> Objetivo da tarefa
Por favor, cite fielmente a passagem do texto sobre a meninice de Alice, começando em "Escrever, foi outra" e terminando em "desenho muito próprio.".

> Excerto selecionado
---*---
VII. Meninice

(Olha: é imperativo que leias este texto ao som desta música!)

Era para ser Mafalda, mas nasceu Alice de vários corações e muitas feições. Começou a caminhar cedo demais e aprendeu a falar sem que lhe pedissem.
Escrever, foi outra conversa. Começou com um A muito torto, mas lá lhe foi dando o jeito e, como quem não quer a coisa, na primavera seguinte, já andava a contar histórias inventadas por ela. Fazia castelos com livros do Winnie the Pooh e muralhas com histórias sobre bruxas e magos, princesas, maçãs e sapos. E chorava porque queria ler mais do que o que as imagens permitiam à sua imaginação e não conseguia. A Mãe sempre lhe dissera que ela deveria ser actriz – chorava quando queria.
Usava sempre blusas de bolsinhos bordados, saias laranja-abóbora, soquetes com folho rendado e as botas ortopédicas azuis-marinho; um laço nos caracóis e a pulseirinha de oiro no pulso gorducho. A pulseira que a Avó lhe tinha dado.
Passava horas a brincar com folhas de hortelã-pimenta e bolas de sabão. Tinha uma teimosia muito natural, uma pacatez quimérica muito floral e um jeito para o desenho muito próprio.
Era feita de muito.
...
Hoje, há uma casa em ruinas, de paredes cor-de-rosa. A casa da sua infância. E, pelo meio dos escombros, está a tábua da mesa da cozinha, toda rabiscada de lápis-de-cera amarelo, que era a cor que pegava melhor na madeira por envernizar.
---*---
> Material recolhido
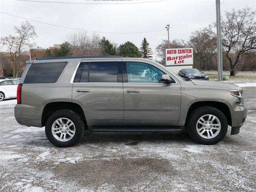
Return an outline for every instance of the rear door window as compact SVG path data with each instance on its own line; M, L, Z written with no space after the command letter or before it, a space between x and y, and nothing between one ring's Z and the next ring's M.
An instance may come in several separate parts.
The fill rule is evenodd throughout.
---*---
> Exercício concluído
Escrever, foi outra conversa. Começou com um A muito torto, mas lá lhe foi dando o jeito e, como quem não quer a coisa, na primavera seguinte, já andava a contar histórias inventadas por ela. Fazia castelos com livros do Winnie the Pooh e muralhas com histórias sobre bruxas e magos, princesas, maçãs e sapos. E chorava porque queria ler mais do que o que as imagens permitiam à sua imaginação e não conseguia. A Mãe sempre lhe dissera que ela deveria ser actriz – chorava quando queria.
Usava sempre blusas de bolsinhos bordados, saias laranja-abóbora, soquetes com folho rendado e as botas ortopédicas azuis-marinho; um laço nos caracóis e a pulseirinha de oiro no pulso gorducho. A pulseira que a Avó lhe tinha dado.
Passava horas a brincar com folhas de hortelã-pimenta e bolas de sabão. Tinha uma teimosia muito natural, uma pacatez quimérica muito floral e um jeito para o desenho muito próprio.